**AIM**
Can you quote the passage of the forum post on the senses of "throw" that begins with the words "I hope we keep" and ends with "corpus pattern analysis."?

**EXCERPT TO READ**
^^^^^^^^^^^^^^^^

In English the orig. sense ‘twist, turn’ remained in the north, and in
certain technical uses (see branch I); otherwise it passed in Middle
English into that of branch II, = Old English weorpan, perhaps through an
unrecorded sense ‘throw by a turn or twist of the arm, or with a sling’

(By north I think our Oxford lexicograopher means Norther England)

My point is that the senses of the word emerge largely due to the
pragmatics of use, fusion of different languages (throw: Old English-->
Middle Duthc--> High German--> Middle English --> US/American English) and
different socio-political influences.

I am interested to find out how an 'algorithm', Sketch Engined or
otherwise, will help in distiguishing
Sense 18b of the verb 'throw': 'throw a party' (To give or hold (a party),
esp. one of an informal or impromptu nature. colloq. (orig. U.S.), first
recorded use in 1922)

from

Sense 18a of the verb 'throw': 'throw a fit' (To perform, execute (a
somersault or a leap, in which the body is thrown with force); also to
throw a fit , to have a fit (slang (orig. U.S.)). Chiefly fig., first
recorded use 1826)?

I hope we keep linked in,
Best wishes

> [ First, an apology. Due to technological incompetence, I have apparently
> inviting ALL subscribers to LinkedIn to be my contacts.  Aaargh. Be warned
> -- it's easily done! There must be some very surprised subscribers out
> there.]
>
> The purpose of this posting  is to draw attention to the need to correlate
> arguments when doing or using corpus pattern analysis.

^^^^^^^^^^^^^^^^

**DATASET ENTRIES**
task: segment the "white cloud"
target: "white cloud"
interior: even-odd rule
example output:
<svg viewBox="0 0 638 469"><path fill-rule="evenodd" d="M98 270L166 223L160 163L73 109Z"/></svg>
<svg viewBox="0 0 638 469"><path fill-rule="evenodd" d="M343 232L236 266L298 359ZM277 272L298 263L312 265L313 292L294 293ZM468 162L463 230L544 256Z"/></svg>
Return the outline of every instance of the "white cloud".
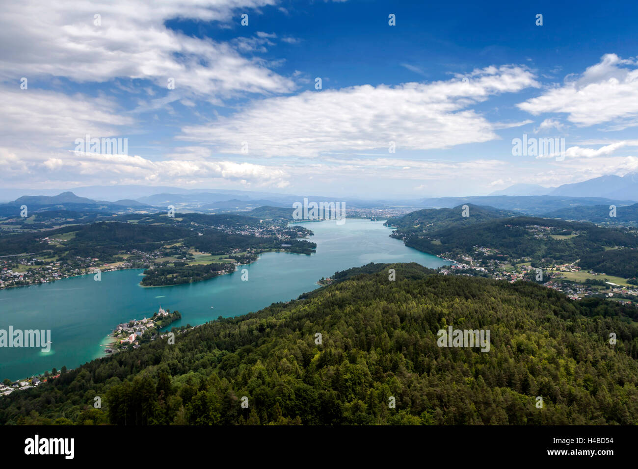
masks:
<svg viewBox="0 0 638 469"><path fill-rule="evenodd" d="M370 85L307 91L255 102L209 125L185 126L181 139L214 145L219 153L313 157L324 152L447 148L497 138L485 117L468 108L489 96L538 86L516 66L475 71L454 79L397 86Z"/></svg>
<svg viewBox="0 0 638 469"><path fill-rule="evenodd" d="M638 68L634 61L607 54L581 76L568 78L563 86L517 106L535 115L565 113L581 126L616 120L622 122L616 129L638 124Z"/></svg>
<svg viewBox="0 0 638 469"><path fill-rule="evenodd" d="M103 98L77 93L67 96L28 88L0 88L3 113L0 125L4 145L22 148L75 148L76 138L119 135L133 119L119 114L117 105Z"/></svg>
<svg viewBox="0 0 638 469"><path fill-rule="evenodd" d="M561 131L564 128L565 126L558 119L549 117L545 119L540 123L540 124L537 128L534 129L534 133L544 132L551 129L556 129L558 131Z"/></svg>
<svg viewBox="0 0 638 469"><path fill-rule="evenodd" d="M255 188L283 188L288 174L276 166L228 160L165 160L152 161L137 155L102 154L68 151L43 155L20 151L20 156L0 147L0 171L4 181L28 180L33 186L101 184L192 185L214 181L244 181ZM44 184L42 184L44 183Z"/></svg>
<svg viewBox="0 0 638 469"><path fill-rule="evenodd" d="M613 154L616 150L625 147L638 147L638 140L627 140L614 142L605 145L598 149L584 148L575 145L570 147L565 151L565 158L570 159L595 158L600 156L607 156ZM553 159L558 156L557 153L537 156L537 159Z"/></svg>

^^^^^^^^^^^^^^^^

**WRITTEN RESPONSE**
I hope we keep linked in,
Best wishes

> [ First, an apology. Due to technological incompetence, I have apparently
> inviting ALL subscribers to LinkedIn to be my contacts.  Aaargh. Be warned
> -- it's easily done! There must be some very surprised subscribers out
> there.]
>
> The purpose of this posting  is to draw attention to the need to correlate
> arguments when doing or using corpus pattern analysis.